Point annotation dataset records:

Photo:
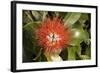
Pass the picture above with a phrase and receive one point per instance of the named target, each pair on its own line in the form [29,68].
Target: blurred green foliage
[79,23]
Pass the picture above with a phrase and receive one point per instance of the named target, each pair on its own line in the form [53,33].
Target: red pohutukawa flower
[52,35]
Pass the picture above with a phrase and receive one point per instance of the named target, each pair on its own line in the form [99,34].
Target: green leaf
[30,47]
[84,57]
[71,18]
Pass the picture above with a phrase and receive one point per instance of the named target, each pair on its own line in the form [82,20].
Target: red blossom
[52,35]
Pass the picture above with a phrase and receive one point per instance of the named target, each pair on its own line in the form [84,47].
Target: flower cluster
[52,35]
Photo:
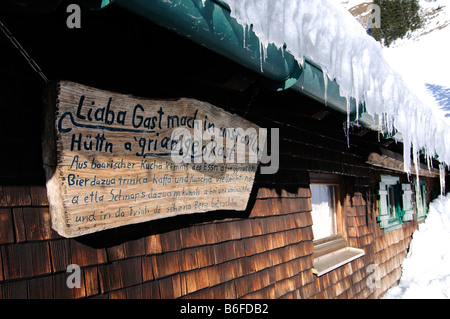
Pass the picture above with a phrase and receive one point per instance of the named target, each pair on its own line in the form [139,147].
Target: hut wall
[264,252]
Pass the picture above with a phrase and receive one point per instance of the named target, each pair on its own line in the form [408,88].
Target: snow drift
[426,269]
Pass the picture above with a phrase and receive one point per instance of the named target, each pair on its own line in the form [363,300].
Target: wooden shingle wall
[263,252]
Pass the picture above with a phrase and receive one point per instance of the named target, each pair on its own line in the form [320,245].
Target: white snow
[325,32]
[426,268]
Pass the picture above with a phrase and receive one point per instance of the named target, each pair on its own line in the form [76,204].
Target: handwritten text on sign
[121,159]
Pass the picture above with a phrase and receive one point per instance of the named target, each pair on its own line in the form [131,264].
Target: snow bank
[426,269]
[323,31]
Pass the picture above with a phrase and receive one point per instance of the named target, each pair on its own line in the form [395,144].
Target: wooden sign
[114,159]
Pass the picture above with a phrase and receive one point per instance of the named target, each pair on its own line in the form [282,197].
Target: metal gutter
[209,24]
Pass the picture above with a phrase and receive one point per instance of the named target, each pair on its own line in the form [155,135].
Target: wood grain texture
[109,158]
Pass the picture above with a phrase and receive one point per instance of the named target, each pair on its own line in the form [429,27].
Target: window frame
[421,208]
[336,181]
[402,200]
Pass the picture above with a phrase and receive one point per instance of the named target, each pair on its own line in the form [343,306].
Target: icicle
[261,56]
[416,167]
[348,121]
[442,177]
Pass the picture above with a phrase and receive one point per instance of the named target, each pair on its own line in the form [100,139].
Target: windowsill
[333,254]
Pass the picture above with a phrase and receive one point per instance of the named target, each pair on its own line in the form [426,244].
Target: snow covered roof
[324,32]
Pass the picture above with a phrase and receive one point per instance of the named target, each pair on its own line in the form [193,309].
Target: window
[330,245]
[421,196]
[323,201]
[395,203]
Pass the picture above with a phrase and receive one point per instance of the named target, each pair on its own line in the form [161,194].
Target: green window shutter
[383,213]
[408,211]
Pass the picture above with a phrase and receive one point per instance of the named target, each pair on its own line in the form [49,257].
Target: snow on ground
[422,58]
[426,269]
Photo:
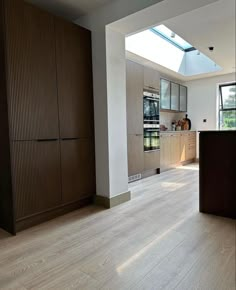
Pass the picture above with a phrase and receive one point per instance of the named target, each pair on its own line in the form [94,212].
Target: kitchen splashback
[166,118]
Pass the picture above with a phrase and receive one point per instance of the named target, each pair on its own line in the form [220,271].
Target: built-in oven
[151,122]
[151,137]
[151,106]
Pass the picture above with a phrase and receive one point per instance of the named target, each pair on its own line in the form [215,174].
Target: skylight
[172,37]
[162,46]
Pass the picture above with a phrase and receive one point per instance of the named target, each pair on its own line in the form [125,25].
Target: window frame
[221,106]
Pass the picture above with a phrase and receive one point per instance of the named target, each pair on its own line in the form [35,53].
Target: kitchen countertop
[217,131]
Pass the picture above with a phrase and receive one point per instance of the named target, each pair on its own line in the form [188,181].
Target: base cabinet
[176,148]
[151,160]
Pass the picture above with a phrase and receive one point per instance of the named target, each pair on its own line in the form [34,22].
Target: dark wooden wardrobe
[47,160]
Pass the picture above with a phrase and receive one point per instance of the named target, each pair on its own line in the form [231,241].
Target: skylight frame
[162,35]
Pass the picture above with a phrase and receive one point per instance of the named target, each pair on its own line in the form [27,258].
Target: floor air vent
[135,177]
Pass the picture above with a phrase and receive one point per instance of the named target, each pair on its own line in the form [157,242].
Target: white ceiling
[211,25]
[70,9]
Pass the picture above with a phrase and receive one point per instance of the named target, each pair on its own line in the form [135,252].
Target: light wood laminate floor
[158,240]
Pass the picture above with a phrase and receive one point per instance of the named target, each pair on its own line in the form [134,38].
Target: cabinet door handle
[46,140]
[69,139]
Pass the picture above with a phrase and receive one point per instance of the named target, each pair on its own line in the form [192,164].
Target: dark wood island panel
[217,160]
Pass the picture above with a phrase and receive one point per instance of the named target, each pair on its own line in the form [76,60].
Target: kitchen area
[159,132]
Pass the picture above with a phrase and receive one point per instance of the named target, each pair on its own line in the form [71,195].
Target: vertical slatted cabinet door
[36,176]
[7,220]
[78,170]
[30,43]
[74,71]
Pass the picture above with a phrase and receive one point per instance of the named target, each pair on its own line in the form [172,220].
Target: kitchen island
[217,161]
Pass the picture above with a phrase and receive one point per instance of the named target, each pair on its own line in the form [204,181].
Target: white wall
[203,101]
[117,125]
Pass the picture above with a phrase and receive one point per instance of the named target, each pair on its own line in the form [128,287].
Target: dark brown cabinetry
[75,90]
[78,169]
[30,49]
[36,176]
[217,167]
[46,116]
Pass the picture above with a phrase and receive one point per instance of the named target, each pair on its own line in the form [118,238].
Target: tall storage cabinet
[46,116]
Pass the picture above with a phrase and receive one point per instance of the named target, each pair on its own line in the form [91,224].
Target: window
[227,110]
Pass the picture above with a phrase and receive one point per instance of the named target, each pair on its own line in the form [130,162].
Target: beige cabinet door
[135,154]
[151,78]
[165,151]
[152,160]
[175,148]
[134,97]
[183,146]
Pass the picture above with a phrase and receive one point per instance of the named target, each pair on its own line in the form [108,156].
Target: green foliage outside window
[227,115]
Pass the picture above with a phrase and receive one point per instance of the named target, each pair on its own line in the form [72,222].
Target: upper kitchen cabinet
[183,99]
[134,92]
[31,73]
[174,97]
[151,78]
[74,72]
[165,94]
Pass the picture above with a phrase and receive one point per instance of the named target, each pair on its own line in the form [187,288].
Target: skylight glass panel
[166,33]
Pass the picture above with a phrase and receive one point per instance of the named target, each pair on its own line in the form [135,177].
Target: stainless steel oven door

> TO BE DONE:
Exclude the images, then output the data above word for word.

> ANSWER TO THE EXERCISE:
Photo:
Pass the picture above with a phrase and receive one point per instance of the named target, each pair on its own line in the form [29,68].
Target: blurred green foliage
[79,23]
Pass the picture above with a phrase and receive one point per instance of the named target, each pair on its own line in the form [53,33].
Target: red pohutukawa flower
[52,35]
Pass the picture above with a phrase and receive one point per instance of the named target, each pair on its own line in the form [99,34].
Target: green leaf
[30,47]
[84,57]
[71,18]
Pass the picture above with a phrase and receive one point per instance of the named target, each pair on its own line in the form [82,20].
Target: red blossom
[52,35]
Pass the picture above with a phrase and receive one point per instance of the named target, each pair on its own line in the form [84,47].
Target: flower cluster
[52,35]
Photo:
Pass the picture above with a phrase and receive one point per instance of the named target, each pair on its own line in the form [139,147].
Target: hut wall
[264,252]
Pass the picture above with a phrase and receive one point per instance of the named target, each pair on its own line in the form [408,88].
Target: snow drift
[426,269]
Pass the picture above with a phrase and receive one point per instance of the named target, each pair on its own line in the form [363,300].
Target: wooden shingle wall
[263,252]
Pass the picture above with a phrase and receive one point per instance of the named target, each pair on its own line in the form [320,245].
Target: white snow
[325,32]
[426,268]
Pass the picture above with a phrase and receive one point per instance of the named target, each pair on its own line in the form [76,204].
Target: handwritten text on sign
[121,159]
Pass the picture above with a phrase and receive one point per instance of the named target, each pair on its own line in the form [131,264].
Target: snow bank
[426,269]
[323,31]
Pass the picture above with a phrase and receive one point per instance of the named target, each pair on its own line in the form [395,144].
Target: wooden sign
[114,159]
Pass the picture above with a phrase and receive one point per instance of the named target, each pair on its own line in the form [282,197].
Target: metal gutter
[209,24]
Pass the picture above with a phrase and receive one point per instance of the named target, each pair on its own line in the form [155,135].
Target: wood grain texture
[109,158]
Pass the picture above with a phrase and receive one point per instance of the named target, each pair on its own line in the form [429,27].
Target: window frame
[421,208]
[336,181]
[402,200]
Pass the picture above with a phrase and receive one point per instance of the named target, each pair on its own line in the form [343,306].
Target: icicle
[261,56]
[416,167]
[348,121]
[442,177]
Pass the picture above with a phrase and receive one point per instance of the named target, each pair on its own line in the form [100,139].
Target: windowsill
[333,254]
Pass the picture above with a phrase and receive one point per instance of the named target, each pair on its own line in the form [426,244].
Target: snow covered roof
[324,32]
Pass the picture above with a phrase and receive one point per instance of the named target, each pair on its own line in the form [193,309].
Target: window
[330,245]
[421,196]
[323,201]
[395,203]
Pass the picture above with a phrase and receive one point per instance of the named target, each pair on its own line in the form [161,194].
Target: green window shutter
[383,213]
[408,211]
Pass the picture above with a phrase and receive one point per instance of the named target, each pair on its own line in the form [49,257].
Target: snow on ground
[422,58]
[426,269]
Photo:
Pass the picture above with a phrase and receive one point per instance of the named target, each pair on its own line in the form [94,212].
Target: kitchen splashback
[166,118]
Pass the picture above with a phrase and receive one point per instance of the named target, each pair on its own line in the form [220,271].
Target: built-in oven
[151,122]
[151,137]
[151,106]
Pass the picture above with a phrase and receive one point per instance of the named target, each pair on its own line in the form [215,174].
Target: skylight
[172,37]
[162,46]
Pass the picture above with a phrase and receive one point per instance of the named target, each pair on its own line in the form [125,25].
Target: window frame
[221,106]
Pass the picture above with a phrase and receive one point per instance of the named target, each pair on its own line in the form [35,53].
Target: kitchen countertop
[217,131]
Pass the picture above with a phrase and receive one point per instance of the named target, each pair on its own line in the form [188,181].
Target: base cabinet
[176,148]
[151,160]
Pass the picture above with a phrase and receive one point per instance of the named target, each pair on its own line in the form [34,22].
Target: dark wooden wardrobe
[47,160]
Pass the picture above with a phrase and receive one point per instance of the named target, each pair on its own line in the form [231,241].
Target: skylight frame
[162,35]
Pass the picture above with a phrase and receive one point per instance of the named target, each pair on its own line in the form [27,258].
Target: floor air vent
[135,177]
Pass the picture above with a phrase and receive one point per instance of the named target, each pair on its own line in the form [157,242].
Target: white ceiling
[211,25]
[70,9]
Pass the picture above with a phrase and receive one point per instance of the named target, each pair on its own line in the form [135,252].
Target: light wood laminate floor
[158,240]
Pass the picture above with a phrase and receive one point per instance of the named target, each pair on its own line in the form [134,38].
Target: cabinet door handle
[46,140]
[69,139]
Pass the picture above with a phrase and receive one point per instance of the named target, each pair on its own line in the form [192,164].
Target: dark wood island panel
[217,160]
Pass the picture above with a phrase and receive one point per instance of the named target, each pair on its own line in the form [76,60].
Target: kitchen area
[159,132]
Pass the picture above with a phrase and receive one point per instance of the named target, each pair on its own line in the form [71,195].
Target: vertical slatted cabinet door
[36,176]
[7,220]
[78,170]
[30,43]
[74,71]
Pass the picture above with a phrase and receive one point per instance of the named target, each pair on its own line in the form [172,220].
Target: kitchen island
[217,161]
Pass the picture above with a phrase and receive one point per instance of the named target, each pair on its own line in the form [204,181].
Target: white wall
[203,101]
[117,125]
Pass the picture above with a phrase and receive one point per instance of the named target, each pair on its own line in the form [128,287].
Target: dark brown cabinetry
[75,90]
[78,169]
[30,49]
[36,176]
[217,167]
[46,116]
Pass the picture above with a phrase and receive one point per instance of the named target, each pair on its own line in the form [118,238].
Target: tall storage cabinet
[46,116]
Pass the picture above with a phrase and receive one point per instance of the named target, each pair on its own line in the form [91,224].
Target: window
[227,110]
Pass the picture above with a phrase and receive one point per instance of the named target, each pair on its own line in the form [130,162].
Target: beige cabinet door
[135,154]
[151,78]
[165,151]
[152,160]
[175,148]
[134,97]
[183,146]
Pass the picture above with a phrase and receive one point per instance of the named target, each pair on its own line in the form [108,156].
Target: green foliage outside window
[227,115]
Pass the picture above with a phrase and receive one point per instance of the named target, each pair on its own line in the form [72,222].
Target: upper kitchen cabinet
[183,99]
[134,92]
[31,73]
[174,97]
[151,78]
[74,72]
[165,94]
Pass the picture above with a phrase and receive one point per instance of the named target, each pair on its own line in the form [187,288].
Target: skylight glass panel
[166,33]
Pass the picture above with a phrase and receive one point per instance of the named target, each pair on its own line in the form [135,177].
Target: stainless steel oven door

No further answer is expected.